DATASET -
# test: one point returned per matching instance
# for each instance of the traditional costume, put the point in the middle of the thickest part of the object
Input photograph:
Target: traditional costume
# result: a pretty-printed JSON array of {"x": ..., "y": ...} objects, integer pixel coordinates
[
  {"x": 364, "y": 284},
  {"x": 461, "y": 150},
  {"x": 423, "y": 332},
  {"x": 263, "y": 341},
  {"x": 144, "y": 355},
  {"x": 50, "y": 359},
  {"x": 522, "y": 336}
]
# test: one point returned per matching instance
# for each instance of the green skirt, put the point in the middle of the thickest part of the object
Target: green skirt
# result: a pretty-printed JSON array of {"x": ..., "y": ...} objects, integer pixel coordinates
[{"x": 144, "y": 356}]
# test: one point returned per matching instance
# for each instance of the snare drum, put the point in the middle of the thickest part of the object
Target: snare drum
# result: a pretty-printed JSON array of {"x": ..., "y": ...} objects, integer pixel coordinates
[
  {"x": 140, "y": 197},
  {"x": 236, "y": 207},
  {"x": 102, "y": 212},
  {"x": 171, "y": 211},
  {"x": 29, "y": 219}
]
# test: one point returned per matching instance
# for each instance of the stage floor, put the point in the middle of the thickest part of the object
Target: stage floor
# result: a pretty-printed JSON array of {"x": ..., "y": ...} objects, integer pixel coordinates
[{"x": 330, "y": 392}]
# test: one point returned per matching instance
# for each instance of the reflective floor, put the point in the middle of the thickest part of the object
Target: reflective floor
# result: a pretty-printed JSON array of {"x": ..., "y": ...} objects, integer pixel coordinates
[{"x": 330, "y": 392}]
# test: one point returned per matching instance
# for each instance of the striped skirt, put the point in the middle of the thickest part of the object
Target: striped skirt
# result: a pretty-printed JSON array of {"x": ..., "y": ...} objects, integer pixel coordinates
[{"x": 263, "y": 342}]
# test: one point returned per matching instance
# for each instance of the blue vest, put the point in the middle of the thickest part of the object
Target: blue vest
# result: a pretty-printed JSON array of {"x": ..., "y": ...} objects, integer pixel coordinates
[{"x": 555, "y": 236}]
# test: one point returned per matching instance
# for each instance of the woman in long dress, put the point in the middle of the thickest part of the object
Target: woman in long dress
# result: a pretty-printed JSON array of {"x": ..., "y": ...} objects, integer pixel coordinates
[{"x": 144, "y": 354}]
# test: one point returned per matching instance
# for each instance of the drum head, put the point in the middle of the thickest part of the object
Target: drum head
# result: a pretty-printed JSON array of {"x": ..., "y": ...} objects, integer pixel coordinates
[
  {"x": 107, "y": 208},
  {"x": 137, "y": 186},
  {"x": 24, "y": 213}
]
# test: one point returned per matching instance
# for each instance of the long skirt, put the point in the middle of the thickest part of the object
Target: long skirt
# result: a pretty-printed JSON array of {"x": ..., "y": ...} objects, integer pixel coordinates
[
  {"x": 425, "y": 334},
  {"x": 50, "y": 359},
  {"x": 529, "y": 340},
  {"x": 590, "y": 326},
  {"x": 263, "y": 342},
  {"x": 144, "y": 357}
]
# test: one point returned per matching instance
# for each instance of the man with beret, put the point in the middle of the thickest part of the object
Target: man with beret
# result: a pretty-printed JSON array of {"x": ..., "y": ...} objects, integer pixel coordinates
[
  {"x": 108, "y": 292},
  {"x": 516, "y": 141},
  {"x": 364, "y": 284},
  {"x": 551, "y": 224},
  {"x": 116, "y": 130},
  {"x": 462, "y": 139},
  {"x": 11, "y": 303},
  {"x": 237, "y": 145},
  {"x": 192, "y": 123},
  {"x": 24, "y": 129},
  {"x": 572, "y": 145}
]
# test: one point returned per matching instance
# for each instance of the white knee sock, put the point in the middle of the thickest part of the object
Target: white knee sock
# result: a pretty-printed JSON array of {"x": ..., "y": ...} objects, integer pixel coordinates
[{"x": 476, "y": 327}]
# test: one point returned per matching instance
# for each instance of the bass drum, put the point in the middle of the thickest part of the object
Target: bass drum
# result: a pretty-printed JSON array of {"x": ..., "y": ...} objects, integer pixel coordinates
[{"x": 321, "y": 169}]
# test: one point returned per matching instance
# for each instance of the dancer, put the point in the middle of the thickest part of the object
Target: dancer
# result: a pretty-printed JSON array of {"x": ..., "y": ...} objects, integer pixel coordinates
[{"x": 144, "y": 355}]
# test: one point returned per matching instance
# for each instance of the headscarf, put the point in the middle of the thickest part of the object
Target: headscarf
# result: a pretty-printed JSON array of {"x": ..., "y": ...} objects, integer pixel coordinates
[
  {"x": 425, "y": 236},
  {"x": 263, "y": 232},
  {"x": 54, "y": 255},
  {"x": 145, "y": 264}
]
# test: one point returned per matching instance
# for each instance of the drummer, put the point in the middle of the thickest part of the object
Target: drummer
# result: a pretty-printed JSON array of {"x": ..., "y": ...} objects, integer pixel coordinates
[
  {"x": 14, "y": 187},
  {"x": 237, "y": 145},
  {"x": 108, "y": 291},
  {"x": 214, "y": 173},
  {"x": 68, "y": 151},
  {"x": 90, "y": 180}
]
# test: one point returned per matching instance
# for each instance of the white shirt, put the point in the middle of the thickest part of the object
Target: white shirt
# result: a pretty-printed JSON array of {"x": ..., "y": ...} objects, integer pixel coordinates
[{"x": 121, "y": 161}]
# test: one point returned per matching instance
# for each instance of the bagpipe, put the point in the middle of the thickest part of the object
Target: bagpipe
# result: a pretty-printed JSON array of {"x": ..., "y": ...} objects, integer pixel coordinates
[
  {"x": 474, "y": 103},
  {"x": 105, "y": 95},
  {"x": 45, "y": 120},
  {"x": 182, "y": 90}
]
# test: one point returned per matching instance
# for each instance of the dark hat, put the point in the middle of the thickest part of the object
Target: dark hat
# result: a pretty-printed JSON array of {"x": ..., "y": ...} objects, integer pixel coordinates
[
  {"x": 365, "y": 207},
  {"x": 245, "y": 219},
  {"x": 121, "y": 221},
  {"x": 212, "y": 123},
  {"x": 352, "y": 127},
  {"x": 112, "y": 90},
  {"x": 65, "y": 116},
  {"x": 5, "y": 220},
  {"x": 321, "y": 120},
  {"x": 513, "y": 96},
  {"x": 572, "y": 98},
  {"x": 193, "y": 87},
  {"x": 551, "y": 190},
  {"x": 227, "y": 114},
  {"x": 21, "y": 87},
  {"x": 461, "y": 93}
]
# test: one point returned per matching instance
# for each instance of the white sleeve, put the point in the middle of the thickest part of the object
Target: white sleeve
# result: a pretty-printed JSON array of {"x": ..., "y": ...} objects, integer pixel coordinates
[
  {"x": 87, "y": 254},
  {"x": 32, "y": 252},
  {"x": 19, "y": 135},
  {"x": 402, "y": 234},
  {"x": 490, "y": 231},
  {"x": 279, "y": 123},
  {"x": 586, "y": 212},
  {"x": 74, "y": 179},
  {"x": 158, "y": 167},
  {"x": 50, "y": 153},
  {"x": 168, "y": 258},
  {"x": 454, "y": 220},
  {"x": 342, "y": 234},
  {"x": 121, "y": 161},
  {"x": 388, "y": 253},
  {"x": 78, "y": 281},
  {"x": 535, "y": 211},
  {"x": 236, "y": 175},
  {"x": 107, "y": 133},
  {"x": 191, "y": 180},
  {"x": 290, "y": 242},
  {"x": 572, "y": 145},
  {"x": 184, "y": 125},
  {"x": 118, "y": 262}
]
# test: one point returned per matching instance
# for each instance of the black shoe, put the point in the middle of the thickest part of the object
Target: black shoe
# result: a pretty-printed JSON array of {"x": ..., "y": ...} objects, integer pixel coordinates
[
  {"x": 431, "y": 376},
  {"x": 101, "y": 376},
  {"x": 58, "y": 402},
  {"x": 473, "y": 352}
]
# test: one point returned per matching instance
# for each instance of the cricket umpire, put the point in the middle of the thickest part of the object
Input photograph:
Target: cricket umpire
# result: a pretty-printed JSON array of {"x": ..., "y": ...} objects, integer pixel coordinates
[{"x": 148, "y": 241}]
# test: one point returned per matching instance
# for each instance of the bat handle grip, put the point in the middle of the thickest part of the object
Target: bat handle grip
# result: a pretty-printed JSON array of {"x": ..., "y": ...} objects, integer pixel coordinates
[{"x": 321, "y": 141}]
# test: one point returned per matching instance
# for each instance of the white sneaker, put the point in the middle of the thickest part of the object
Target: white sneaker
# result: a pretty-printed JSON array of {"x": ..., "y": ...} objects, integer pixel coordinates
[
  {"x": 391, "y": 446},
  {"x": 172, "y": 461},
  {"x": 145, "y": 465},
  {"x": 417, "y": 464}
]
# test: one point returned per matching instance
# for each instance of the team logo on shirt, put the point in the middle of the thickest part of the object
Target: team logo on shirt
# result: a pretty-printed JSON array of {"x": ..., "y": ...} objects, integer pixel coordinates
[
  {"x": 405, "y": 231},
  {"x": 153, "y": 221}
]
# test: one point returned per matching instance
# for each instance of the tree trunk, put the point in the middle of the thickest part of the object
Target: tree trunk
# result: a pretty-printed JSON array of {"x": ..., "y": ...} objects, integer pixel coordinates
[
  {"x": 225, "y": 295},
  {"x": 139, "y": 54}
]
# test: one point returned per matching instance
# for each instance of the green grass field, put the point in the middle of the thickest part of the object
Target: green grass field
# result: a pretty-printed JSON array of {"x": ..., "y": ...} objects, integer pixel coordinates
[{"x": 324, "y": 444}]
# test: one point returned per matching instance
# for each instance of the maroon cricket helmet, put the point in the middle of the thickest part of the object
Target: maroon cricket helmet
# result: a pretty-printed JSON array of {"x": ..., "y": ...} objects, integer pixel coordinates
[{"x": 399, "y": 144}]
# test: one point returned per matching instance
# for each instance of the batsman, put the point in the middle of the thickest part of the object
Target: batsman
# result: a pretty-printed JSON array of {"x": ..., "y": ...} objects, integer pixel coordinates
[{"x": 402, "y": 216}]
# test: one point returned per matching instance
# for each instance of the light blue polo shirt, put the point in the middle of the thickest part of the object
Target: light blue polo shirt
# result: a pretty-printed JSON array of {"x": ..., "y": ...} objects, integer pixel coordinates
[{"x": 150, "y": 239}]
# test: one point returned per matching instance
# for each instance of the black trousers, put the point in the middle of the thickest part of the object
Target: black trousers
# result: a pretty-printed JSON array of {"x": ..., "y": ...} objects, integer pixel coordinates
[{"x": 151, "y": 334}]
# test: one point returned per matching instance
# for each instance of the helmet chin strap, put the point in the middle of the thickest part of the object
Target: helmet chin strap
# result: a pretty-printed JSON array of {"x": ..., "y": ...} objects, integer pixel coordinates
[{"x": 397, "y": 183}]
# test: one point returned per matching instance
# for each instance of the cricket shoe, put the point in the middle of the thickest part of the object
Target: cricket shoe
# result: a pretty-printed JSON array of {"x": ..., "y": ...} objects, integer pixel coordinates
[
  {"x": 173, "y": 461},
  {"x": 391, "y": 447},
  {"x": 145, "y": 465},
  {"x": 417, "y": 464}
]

WHAT YOU SHOULD DO - The required output is every line above from the one with "# for each instance of the cricket umpire, put" down to the one with "Target: tree trunk", restated word for word, ends included.

EXERCISE RESPONSE -
# for each instance of the cricket umpire, put the point in the middle of the thickest part of the object
Input photograph:
Target: cricket umpire
# result: a pretty-printed JSON array of {"x": ..., "y": ...} objects, integer pixel coordinates
[{"x": 148, "y": 241}]
# test: one point returned per matching instance
# for each instance of the bat handle grip, put the point in the middle of the thickest part of the object
Target: bat handle grip
# result: a pretty-printed JSON array of {"x": ..., "y": ...} objects, integer pixel coordinates
[{"x": 321, "y": 141}]
# test: one point returned per matching instance
# for each instance of the white sneaker, put the point in the middle of the thickest part of the object
Target: white sneaker
# result: a pretty-printed JSON array of {"x": ..., "y": ...} objects, integer pixel coordinates
[
  {"x": 391, "y": 446},
  {"x": 172, "y": 461},
  {"x": 145, "y": 465},
  {"x": 417, "y": 464}
]
# test: one point returned per matching instance
# for each instance of the team logo on shirt, put the point in the middle of the thickest part of the object
Target: team logo on shirt
# result: a pretty-printed JSON array of {"x": ..., "y": ...} objects, integer pixel coordinates
[
  {"x": 405, "y": 231},
  {"x": 153, "y": 221}
]
# test: one point returned per matching instance
# for each instance of the tree trunk, put the point in the middle of the thickest part of the object
Target: tree trunk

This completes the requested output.